### REQUIREMENT
Take the line that contains "Can you find the woman in cream" as the first and the last line of the material as the final one; set down exactly the lines in that span.

### TASK DATA
......
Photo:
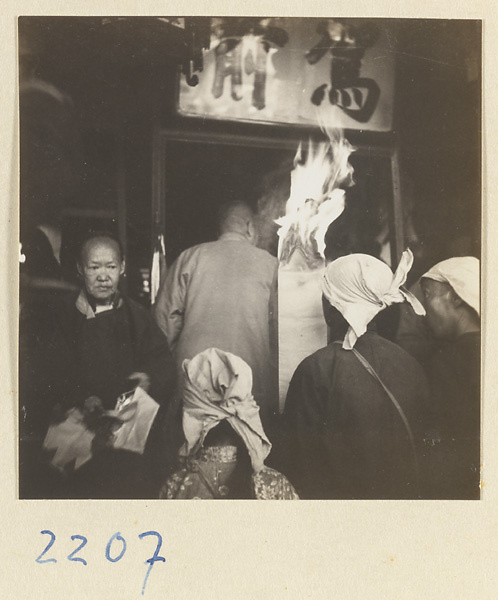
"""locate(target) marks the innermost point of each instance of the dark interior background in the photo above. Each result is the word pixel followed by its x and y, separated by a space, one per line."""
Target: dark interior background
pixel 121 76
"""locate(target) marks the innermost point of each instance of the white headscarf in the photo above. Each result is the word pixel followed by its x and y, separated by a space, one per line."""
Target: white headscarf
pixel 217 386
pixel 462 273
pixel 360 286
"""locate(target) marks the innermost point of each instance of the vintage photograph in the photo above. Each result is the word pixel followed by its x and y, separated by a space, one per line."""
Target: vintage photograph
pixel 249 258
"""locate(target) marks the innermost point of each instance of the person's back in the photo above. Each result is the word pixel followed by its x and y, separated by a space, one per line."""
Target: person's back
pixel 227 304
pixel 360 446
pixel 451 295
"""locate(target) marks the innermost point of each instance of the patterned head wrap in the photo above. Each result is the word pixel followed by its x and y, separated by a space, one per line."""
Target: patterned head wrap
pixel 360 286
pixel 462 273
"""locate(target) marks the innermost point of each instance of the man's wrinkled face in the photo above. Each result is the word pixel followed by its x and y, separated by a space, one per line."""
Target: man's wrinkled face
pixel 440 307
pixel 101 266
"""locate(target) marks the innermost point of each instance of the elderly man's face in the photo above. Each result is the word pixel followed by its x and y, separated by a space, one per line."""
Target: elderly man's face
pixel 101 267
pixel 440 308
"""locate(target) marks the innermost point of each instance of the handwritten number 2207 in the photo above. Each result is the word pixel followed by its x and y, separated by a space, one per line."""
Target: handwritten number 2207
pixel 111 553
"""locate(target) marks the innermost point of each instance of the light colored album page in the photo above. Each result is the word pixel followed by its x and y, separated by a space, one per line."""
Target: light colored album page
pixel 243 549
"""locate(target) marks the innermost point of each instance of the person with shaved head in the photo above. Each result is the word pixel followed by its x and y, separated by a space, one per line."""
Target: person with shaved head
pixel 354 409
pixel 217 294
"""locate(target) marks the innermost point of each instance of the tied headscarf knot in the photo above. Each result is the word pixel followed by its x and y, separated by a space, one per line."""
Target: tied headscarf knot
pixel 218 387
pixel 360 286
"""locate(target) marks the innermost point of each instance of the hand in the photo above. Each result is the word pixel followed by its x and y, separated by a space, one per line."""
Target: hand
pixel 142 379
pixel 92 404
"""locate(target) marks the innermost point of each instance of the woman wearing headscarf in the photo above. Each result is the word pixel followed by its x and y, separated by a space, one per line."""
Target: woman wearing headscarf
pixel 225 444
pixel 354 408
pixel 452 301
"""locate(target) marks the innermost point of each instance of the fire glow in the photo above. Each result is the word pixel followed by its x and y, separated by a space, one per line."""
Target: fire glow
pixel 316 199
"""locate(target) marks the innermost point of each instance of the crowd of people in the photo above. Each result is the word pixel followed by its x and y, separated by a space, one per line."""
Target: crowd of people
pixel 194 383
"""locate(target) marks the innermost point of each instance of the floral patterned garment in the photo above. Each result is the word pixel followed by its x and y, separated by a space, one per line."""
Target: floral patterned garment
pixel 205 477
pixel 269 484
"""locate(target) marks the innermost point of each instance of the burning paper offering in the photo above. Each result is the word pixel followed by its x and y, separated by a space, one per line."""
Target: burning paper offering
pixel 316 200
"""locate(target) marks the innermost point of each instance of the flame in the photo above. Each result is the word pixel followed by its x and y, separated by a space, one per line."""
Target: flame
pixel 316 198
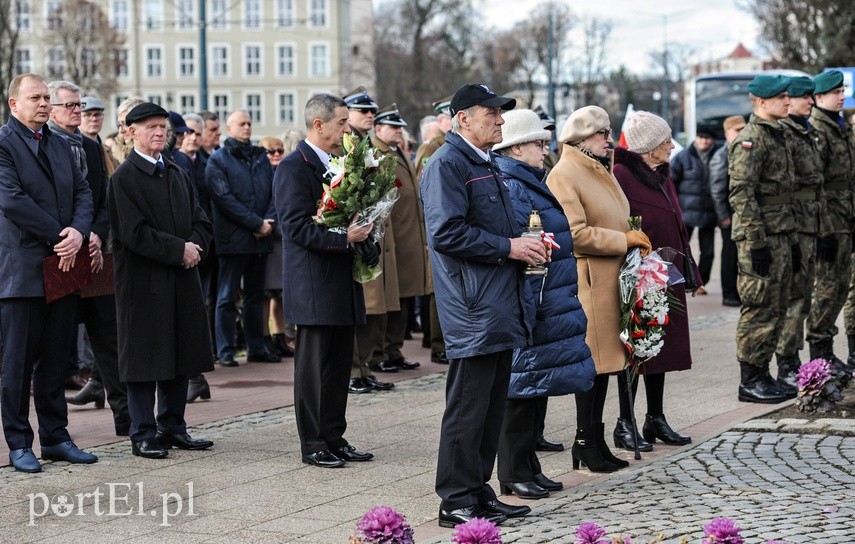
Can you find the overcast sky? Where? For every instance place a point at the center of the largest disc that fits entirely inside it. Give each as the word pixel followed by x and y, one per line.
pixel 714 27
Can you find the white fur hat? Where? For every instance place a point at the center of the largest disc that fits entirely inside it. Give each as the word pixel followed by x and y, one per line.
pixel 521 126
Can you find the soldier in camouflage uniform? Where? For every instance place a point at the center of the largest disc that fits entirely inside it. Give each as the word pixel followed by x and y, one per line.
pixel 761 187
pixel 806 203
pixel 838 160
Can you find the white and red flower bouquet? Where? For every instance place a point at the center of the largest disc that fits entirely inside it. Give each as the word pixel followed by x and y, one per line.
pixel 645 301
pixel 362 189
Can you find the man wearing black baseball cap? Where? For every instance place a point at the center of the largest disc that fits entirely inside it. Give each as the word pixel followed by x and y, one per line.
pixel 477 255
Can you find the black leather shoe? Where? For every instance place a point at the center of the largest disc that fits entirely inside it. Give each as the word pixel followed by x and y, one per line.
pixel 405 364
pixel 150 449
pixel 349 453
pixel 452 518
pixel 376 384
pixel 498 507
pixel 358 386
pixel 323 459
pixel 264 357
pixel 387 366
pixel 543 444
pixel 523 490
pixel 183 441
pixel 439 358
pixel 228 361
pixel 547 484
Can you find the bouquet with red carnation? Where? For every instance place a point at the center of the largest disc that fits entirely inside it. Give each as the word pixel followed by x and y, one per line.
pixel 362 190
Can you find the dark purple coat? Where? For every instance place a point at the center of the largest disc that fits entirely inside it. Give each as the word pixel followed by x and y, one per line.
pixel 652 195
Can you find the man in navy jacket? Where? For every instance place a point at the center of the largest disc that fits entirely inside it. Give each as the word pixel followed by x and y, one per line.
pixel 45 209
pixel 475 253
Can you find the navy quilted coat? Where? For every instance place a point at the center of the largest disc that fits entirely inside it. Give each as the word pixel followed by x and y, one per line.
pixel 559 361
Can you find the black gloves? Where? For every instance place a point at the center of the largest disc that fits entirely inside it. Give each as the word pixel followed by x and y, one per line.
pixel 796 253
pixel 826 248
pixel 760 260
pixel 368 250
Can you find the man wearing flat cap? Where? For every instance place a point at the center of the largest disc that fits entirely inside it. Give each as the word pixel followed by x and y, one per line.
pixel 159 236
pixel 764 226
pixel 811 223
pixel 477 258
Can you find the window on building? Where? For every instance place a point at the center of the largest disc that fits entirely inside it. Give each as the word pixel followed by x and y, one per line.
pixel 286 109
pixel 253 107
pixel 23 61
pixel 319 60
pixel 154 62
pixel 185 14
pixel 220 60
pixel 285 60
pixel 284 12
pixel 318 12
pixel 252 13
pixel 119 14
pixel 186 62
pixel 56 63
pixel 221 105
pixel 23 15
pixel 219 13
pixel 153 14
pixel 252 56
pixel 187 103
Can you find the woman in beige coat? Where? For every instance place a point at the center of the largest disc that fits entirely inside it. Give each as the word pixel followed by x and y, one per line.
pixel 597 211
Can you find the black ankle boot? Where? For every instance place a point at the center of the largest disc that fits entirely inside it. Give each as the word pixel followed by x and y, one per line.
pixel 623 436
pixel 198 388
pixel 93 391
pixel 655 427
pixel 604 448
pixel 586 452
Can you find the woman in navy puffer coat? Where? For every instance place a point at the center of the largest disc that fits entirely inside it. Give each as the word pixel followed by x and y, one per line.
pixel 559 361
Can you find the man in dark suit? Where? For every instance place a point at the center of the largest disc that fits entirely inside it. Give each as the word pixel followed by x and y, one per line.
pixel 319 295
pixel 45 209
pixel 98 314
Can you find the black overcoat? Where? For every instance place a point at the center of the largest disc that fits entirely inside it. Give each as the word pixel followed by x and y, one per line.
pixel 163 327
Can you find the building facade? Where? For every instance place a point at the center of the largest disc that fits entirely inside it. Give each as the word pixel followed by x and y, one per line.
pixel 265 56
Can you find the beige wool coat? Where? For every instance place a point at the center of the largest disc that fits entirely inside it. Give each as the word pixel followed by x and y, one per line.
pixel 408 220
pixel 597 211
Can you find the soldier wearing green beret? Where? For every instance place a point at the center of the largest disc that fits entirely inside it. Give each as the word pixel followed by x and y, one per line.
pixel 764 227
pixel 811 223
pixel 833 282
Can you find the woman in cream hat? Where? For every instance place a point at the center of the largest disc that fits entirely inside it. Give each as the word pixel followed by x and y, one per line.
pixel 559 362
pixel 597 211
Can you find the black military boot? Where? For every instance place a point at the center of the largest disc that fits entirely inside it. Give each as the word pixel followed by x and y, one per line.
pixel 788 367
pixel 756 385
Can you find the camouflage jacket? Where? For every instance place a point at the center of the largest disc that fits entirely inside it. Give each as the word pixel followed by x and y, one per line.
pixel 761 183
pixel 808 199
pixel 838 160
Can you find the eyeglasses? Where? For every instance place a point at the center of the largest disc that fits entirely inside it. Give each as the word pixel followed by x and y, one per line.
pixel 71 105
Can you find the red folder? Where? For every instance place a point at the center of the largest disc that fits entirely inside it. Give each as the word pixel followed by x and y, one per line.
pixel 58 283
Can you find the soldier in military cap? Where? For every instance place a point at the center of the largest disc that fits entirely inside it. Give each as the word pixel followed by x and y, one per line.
......
### SOLUTION
Can you find the woman in cream hat? Where? For every instance place a point at the center of the largest disc that fits entirely inside it. Give each as the word pixel followed by x and y, one per line.
pixel 559 362
pixel 597 211
Can you find the black military boot? Where? For every instance place a point at the center of the largest disc that fits entirely inside it. Give each as the word pixel followed by x and y, one per line.
pixel 788 367
pixel 756 385
Can you find the camouflage jacket? Where? For every instance place a point at the center of the largest disc that fits entirely inside it. Give each as the word pixel followed by x and y, one per line.
pixel 761 183
pixel 808 199
pixel 838 160
Can you find the eyeglasses? Where? For every instance place a point at the center of the largest disc that fits entirely inside it. Give each as the word pixel followed by x and y, one per line.
pixel 71 105
Can you find the red folder? Where? For every instance place a point at the center of the largest disc that fits entirely inside it. Give each as the word pixel followed by x and y, one per line.
pixel 58 283
Can you find the soldier in military cap? Where? For every instance place a point at the center of the largest disc that fits entirely inside it. Give each as the word pixel followed by x and y, one per line.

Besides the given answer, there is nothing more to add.